### Tarefa a
Leia o despacho do Tribunal de Justiça sobre a Matra e diga com base em que disposição a Matra pediu a anulação da decisão da Comissão. Diga também o que essa decisão autorizou.

### Trecho do texto
┄┄┄┄┄┄┄┄┄┄┄┄┄┄┄┄┄┄┄┄
Despacho do presidente do Tribunal de 4 de Dezembro de 1991.
Matra SA contra Comissão das Comunidades Europeias.
Auxílios de Estado - Incentivos de base regional no secto automóvel.
Processo C-225/91 R.

Colectânea de Jurisprudência 1991 I-05823

ECLI identifier: ECLI:EU:C:1991:460

DESPACHO DO PRESIDENTE DO TRIBUNAL DE JUSTIÇA

4 de Dezembro de 1991 ( *1 )

No processo C-225/91 R,

Matra SA, sociedade de direito francês, com sede social em Paris, representada por M. Siragusa, advogado no foro de Roma, com domicílio escolhido no Luxemburgo no escritório dos advogados Arendt e Medërnach, 4, avenue Marie-Thérèse,

requerente,

contra

Comissão das Comunidades Europeias, representada por A. Abate, consultor jurídico principal, e por M. Nolin, membro do Serviço Jurídico, na qualidade de agentes, com domicílio escolhido no Luxemburgo no gabinete de R. Hayder, representante do Serviço Jurídico, Centre Wagner, Kirchberg,

requerida,

que tem por objecto principal um pedido de suspensão da execução da decisão da Comissão, comunicada por carta de 16 de Julho de 1991 às autoridades portuguesas e por carta de 30 de Julho do mesmo ano à Matra SA, que autorizou um programa de auxílios de Estado a uma empresa resultante dà associação entre a Ford Motor Company Inc ea Volkswagen AG, destinada à criação de uma fábrica de veículos automóveis monocorpo em Setúbal (Portugal),

o presidente do tribunal de Justiça profere o presente

Despacho

1

Por petição apresentada na Secretaria do Tribunal de Justiça em 6 de Setembro de 1991, a Matra SA (a seguir «Matra») pediu, ao abrigo do segundo parágrafo do artigo 173.° do Tratado CEE, a anulação da decisão da Comissão, comunicada por carta de 16 de Julho de 1991 às autoridades portuguesas e por carta de 30 de Julho do mesmo ano à Matra, que autorizou um programa de auxílios de Estado a uma empresa resultante da associação entre a Ford Motor Company Inc e a Volkswagen AG, destinada à criação de uma fábrica de veículos automóveis monocorpo em Setúbal (Portugal).
┄┄┄┄┄┄┄┄┄┄┄┄┄┄┄┄┄┄┄┄
### Registros fornecidos
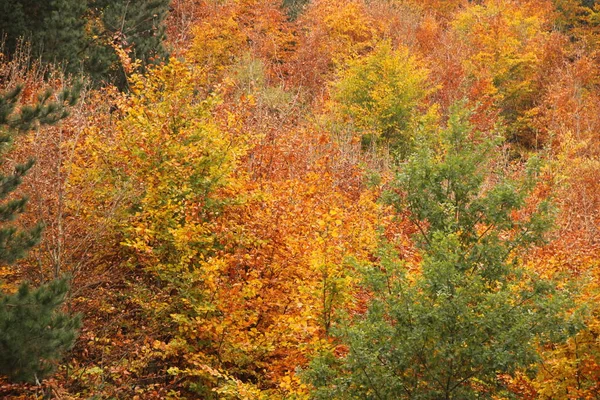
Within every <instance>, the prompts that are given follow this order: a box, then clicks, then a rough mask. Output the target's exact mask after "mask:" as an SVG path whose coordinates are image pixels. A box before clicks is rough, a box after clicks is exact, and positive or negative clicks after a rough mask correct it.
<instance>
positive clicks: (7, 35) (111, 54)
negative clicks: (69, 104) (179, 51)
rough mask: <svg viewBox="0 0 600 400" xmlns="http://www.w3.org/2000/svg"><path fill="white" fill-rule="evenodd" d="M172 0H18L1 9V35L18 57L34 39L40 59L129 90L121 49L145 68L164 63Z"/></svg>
mask: <svg viewBox="0 0 600 400" xmlns="http://www.w3.org/2000/svg"><path fill="white" fill-rule="evenodd" d="M168 5H169V1H168V0H144V1H139V2H135V5H134V4H133V2H132V1H131V0H88V1H80V0H52V1H48V2H38V1H32V0H16V2H15V3H14V4H11V5H0V36H4V35H6V50H7V51H8V54H14V52H15V51H16V49H17V47H18V43H19V42H20V41H22V40H24V41H26V42H28V41H31V48H32V50H33V51H34V54H35V55H36V56H38V55H39V56H41V58H42V59H43V60H44V61H45V62H59V63H62V64H63V65H64V67H65V70H66V71H67V72H70V73H79V72H81V71H83V72H85V73H87V74H89V75H90V76H91V77H92V79H93V81H94V82H96V83H104V82H109V83H115V84H116V85H117V86H119V87H120V88H125V86H126V79H125V75H124V71H123V68H122V66H120V65H119V62H120V58H119V55H118V50H123V51H125V53H126V54H127V56H129V57H131V58H133V59H136V60H140V63H141V66H142V67H144V66H146V65H148V64H154V63H157V62H161V61H164V60H165V59H166V56H167V51H166V49H165V47H164V45H163V42H164V41H165V38H166V35H165V25H164V20H165V18H166V16H167V12H168Z"/></svg>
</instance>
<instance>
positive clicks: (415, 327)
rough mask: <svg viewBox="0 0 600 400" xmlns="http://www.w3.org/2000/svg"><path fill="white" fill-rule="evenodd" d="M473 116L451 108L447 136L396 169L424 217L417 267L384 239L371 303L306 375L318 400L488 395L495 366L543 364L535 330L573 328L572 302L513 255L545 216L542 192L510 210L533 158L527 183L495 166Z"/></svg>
mask: <svg viewBox="0 0 600 400" xmlns="http://www.w3.org/2000/svg"><path fill="white" fill-rule="evenodd" d="M467 121H468V115H466V114H465V113H464V112H455V113H454V114H453V115H452V116H451V118H450V122H449V126H448V128H447V129H446V130H445V131H444V132H442V134H441V137H440V142H439V143H437V144H433V145H432V144H431V143H429V144H427V141H425V140H422V141H421V144H420V148H419V150H418V151H417V153H416V154H415V155H413V156H412V157H411V158H410V160H409V161H408V162H407V164H406V165H405V166H404V168H403V171H402V173H401V174H400V175H399V177H398V179H397V182H398V183H399V186H400V188H401V190H400V191H398V193H401V195H399V196H397V197H395V198H394V204H395V205H396V206H397V207H398V208H399V209H402V210H404V209H406V208H408V210H409V211H410V214H411V216H412V218H413V221H414V223H415V224H416V226H417V227H418V230H419V232H420V234H419V236H418V238H417V241H418V243H419V246H420V248H421V251H422V255H423V261H422V264H421V271H420V273H415V272H413V275H411V276H409V275H408V273H407V271H406V270H405V268H404V265H403V264H402V262H401V261H400V260H398V257H397V255H396V254H395V253H394V251H393V249H392V246H390V245H383V246H382V250H381V252H380V254H379V259H380V262H379V264H377V265H372V266H367V267H366V269H365V280H364V285H365V289H367V290H369V291H370V292H371V293H372V294H373V297H372V299H371V300H370V302H369V304H368V310H367V311H366V312H365V313H364V314H359V315H357V316H355V317H354V318H353V319H352V320H349V321H347V322H346V323H345V324H343V325H342V326H341V327H339V329H338V332H337V336H338V338H339V339H340V341H341V343H343V344H344V345H346V346H347V348H348V354H347V355H346V356H345V357H343V358H341V359H337V358H336V357H334V356H333V355H331V354H330V355H325V356H322V357H320V358H317V359H316V360H314V361H313V363H312V369H311V370H310V371H309V372H307V374H306V376H307V377H308V379H309V380H310V381H311V383H312V384H313V385H314V386H315V387H316V389H317V390H316V392H315V397H316V398H327V399H331V398H340V399H341V398H343V399H432V400H433V399H475V398H478V399H479V398H488V399H491V398H493V396H494V395H497V394H499V393H500V392H502V390H503V384H502V381H501V380H500V379H499V375H501V374H512V373H514V372H515V371H516V370H517V369H524V370H527V369H528V368H529V367H530V366H531V365H533V364H534V363H535V362H536V360H537V353H536V348H535V343H536V340H539V341H541V342H544V341H554V340H559V339H561V338H563V337H564V336H566V335H567V334H568V329H567V324H566V323H564V318H563V317H564V310H565V300H564V299H563V298H562V297H561V296H559V295H558V294H557V293H556V290H555V287H554V286H553V285H552V284H551V283H550V282H548V281H545V280H542V279H540V278H538V277H536V275H535V274H534V273H532V272H529V271H526V270H525V269H523V268H521V267H519V264H518V255H519V251H522V250H524V249H526V248H527V247H528V246H529V245H531V244H533V243H536V242H538V241H540V240H541V239H542V234H543V233H544V231H545V230H546V229H547V228H548V227H549V223H550V218H549V212H548V210H549V209H548V204H547V203H546V202H542V203H541V204H540V205H539V207H538V209H537V212H535V213H533V215H531V216H530V217H529V218H526V219H524V220H515V218H514V215H515V213H516V212H518V211H520V210H522V209H523V208H524V206H525V201H526V198H527V197H528V195H529V194H530V193H531V190H532V189H533V186H534V184H535V179H534V176H535V168H530V169H529V171H528V175H527V177H526V178H524V179H522V180H520V181H513V180H509V179H506V178H503V177H502V173H501V172H499V173H497V174H496V175H494V174H491V172H490V163H491V162H492V161H491V160H492V157H491V155H492V153H493V150H494V149H495V148H496V146H495V145H494V143H493V141H489V140H485V139H484V138H483V137H482V136H481V135H480V134H478V133H477V132H472V130H471V128H470V127H469V124H468V123H467ZM492 182H495V184H492Z"/></svg>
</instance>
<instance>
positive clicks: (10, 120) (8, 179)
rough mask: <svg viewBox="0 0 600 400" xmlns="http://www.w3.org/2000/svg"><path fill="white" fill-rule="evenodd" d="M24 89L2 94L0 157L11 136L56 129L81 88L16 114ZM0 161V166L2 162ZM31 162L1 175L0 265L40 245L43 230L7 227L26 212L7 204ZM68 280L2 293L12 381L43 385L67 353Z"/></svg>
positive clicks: (1, 359) (74, 338) (64, 92)
mask: <svg viewBox="0 0 600 400" xmlns="http://www.w3.org/2000/svg"><path fill="white" fill-rule="evenodd" d="M21 90H22V88H21V87H17V88H15V89H14V90H12V91H9V92H7V93H4V94H0V151H1V152H2V153H0V156H1V155H2V154H4V153H5V152H6V151H7V150H8V149H9V148H10V145H11V144H12V142H13V138H14V135H15V134H17V133H23V132H26V131H28V130H30V129H31V128H32V127H33V126H34V125H35V124H37V123H40V124H54V123H56V122H58V121H59V120H61V119H62V118H64V117H65V116H66V115H67V111H66V108H65V107H66V106H67V105H72V104H74V103H75V101H76V100H77V97H78V93H79V88H78V87H76V88H75V89H74V90H65V91H63V92H62V93H61V94H60V95H59V101H58V102H51V101H49V100H50V96H51V92H46V93H44V94H43V95H41V96H39V98H38V103H37V105H35V106H30V107H28V106H24V107H21V108H20V110H18V111H16V105H17V103H18V99H19V96H20V93H21ZM0 161H2V160H1V159H0ZM33 163H34V162H33V160H30V161H29V162H27V163H25V164H21V165H17V166H16V167H15V170H14V172H12V173H9V174H0V201H2V202H3V203H2V204H0V263H2V264H12V263H14V262H15V261H17V260H18V259H19V258H21V257H23V256H24V255H25V253H26V252H27V251H28V250H29V249H30V248H31V247H33V246H34V245H36V244H37V243H38V242H39V239H40V234H41V228H42V227H41V226H40V225H38V226H37V227H35V228H33V229H31V230H19V229H17V228H16V227H15V226H13V225H10V222H11V221H13V220H14V219H15V218H16V217H17V216H18V215H19V214H21V213H22V212H23V211H24V208H25V205H26V203H27V199H26V198H24V197H22V198H18V199H11V200H7V197H8V196H9V195H10V194H11V193H13V192H14V191H15V189H16V188H17V187H18V186H19V184H20V183H21V180H22V178H23V176H24V175H25V174H26V173H27V171H28V170H29V169H30V168H31V167H32V165H33ZM67 290H68V286H67V282H66V280H64V279H62V280H56V281H53V282H51V283H49V284H47V285H44V286H41V287H40V288H38V289H37V290H34V291H31V290H30V289H29V285H28V284H27V283H24V284H22V285H21V287H20V288H19V291H18V293H16V294H14V295H7V294H3V293H1V292H0V373H1V374H5V375H7V376H9V377H10V378H11V379H15V380H20V381H21V380H23V381H31V382H34V381H35V380H36V379H38V380H39V379H42V378H43V377H44V375H45V374H47V373H48V372H50V371H51V370H52V366H53V364H52V361H54V360H56V359H58V358H59V357H60V355H61V354H62V352H63V351H64V350H66V349H68V348H70V347H71V346H72V344H73V342H74V340H75V332H76V329H77V328H78V326H79V324H80V322H79V317H77V316H76V317H70V316H68V315H67V314H64V313H60V312H58V311H57V308H58V307H60V305H61V304H62V302H63V300H64V297H65V295H66V293H67Z"/></svg>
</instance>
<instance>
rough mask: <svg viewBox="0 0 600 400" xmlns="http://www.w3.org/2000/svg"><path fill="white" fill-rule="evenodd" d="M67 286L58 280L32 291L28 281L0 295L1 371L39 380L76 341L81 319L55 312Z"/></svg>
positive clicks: (18, 375)
mask: <svg viewBox="0 0 600 400" xmlns="http://www.w3.org/2000/svg"><path fill="white" fill-rule="evenodd" d="M68 289H69V286H68V284H67V280H66V279H57V280H54V281H52V282H50V283H48V284H46V285H43V286H40V287H39V288H37V289H35V290H31V289H30V287H29V285H28V284H27V283H24V284H22V285H21V286H20V287H19V290H18V292H17V293H15V294H13V295H2V296H0V374H2V375H6V376H8V377H9V378H10V379H12V380H14V381H20V382H32V383H35V382H36V381H41V380H42V379H43V378H44V377H45V376H46V375H48V374H49V373H51V372H52V371H53V370H54V365H55V362H56V361H58V360H59V359H60V358H61V357H62V354H63V353H64V352H65V351H66V350H69V349H70V348H71V347H72V346H73V344H74V343H75V339H76V337H77V334H76V333H77V330H78V329H79V327H80V325H81V319H80V317H79V316H78V315H77V316H70V315H68V314H67V313H63V312H59V311H57V310H58V309H59V308H60V307H61V305H62V303H63V302H64V299H65V296H66V294H67V292H68Z"/></svg>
┄┄┄┄┄┄┄┄┄┄┄┄┄┄┄┄┄┄┄┄
### Tarefa b
Filtre os registros e copie cada linha que contém a palavra "rough".

### Resposta a
A Matra pediu a anulação com base no segundo parágrafo do artigo 173.° do Tratado CEE. A decisão da Comissão autorizou um programa de auxílios de Estado a uma empresa resultante da associação entre a Ford Motor Company Inc e a Volkswagen AG, destinada à criação de uma fábrica de veículos automóveis monocorpo em Setúbal (Portugal).

### Resposta b
Within every <instance>, the prompts that are given follow this order: a box, then clicks, then a rough mask. Output the target's exact mask after "mask:" as an SVG path whose coordinates are image pixels. A box before clicks is rough, a box after clicks is exact, and positive or negative clicks after a rough mask correct it.
rough mask: <svg viewBox="0 0 600 400" xmlns="http://www.w3.org/2000/svg"><path fill="white" fill-rule="evenodd" d="M172 0H18L1 9V35L18 57L34 39L40 59L129 90L121 49L145 68L164 63Z"/></svg>
rough mask: <svg viewBox="0 0 600 400" xmlns="http://www.w3.org/2000/svg"><path fill="white" fill-rule="evenodd" d="M473 116L451 108L447 136L396 169L424 217L417 267L384 239L371 303L306 375L318 400L488 395L495 366L543 364L535 330L573 328L572 302L513 255L545 216L542 192L510 210L533 158L527 183L495 166Z"/></svg>
rough mask: <svg viewBox="0 0 600 400" xmlns="http://www.w3.org/2000/svg"><path fill="white" fill-rule="evenodd" d="M24 89L2 94L0 157L11 136L56 129L81 88L16 114ZM0 161V166L2 162ZM31 162L1 175L0 265L40 245L43 230L7 227L26 212L7 204ZM68 280L2 293L12 381L43 385L67 353Z"/></svg>
rough mask: <svg viewBox="0 0 600 400" xmlns="http://www.w3.org/2000/svg"><path fill="white" fill-rule="evenodd" d="M67 286L58 280L32 291L28 281L0 295L1 371L39 380L76 341L81 319L55 312Z"/></svg>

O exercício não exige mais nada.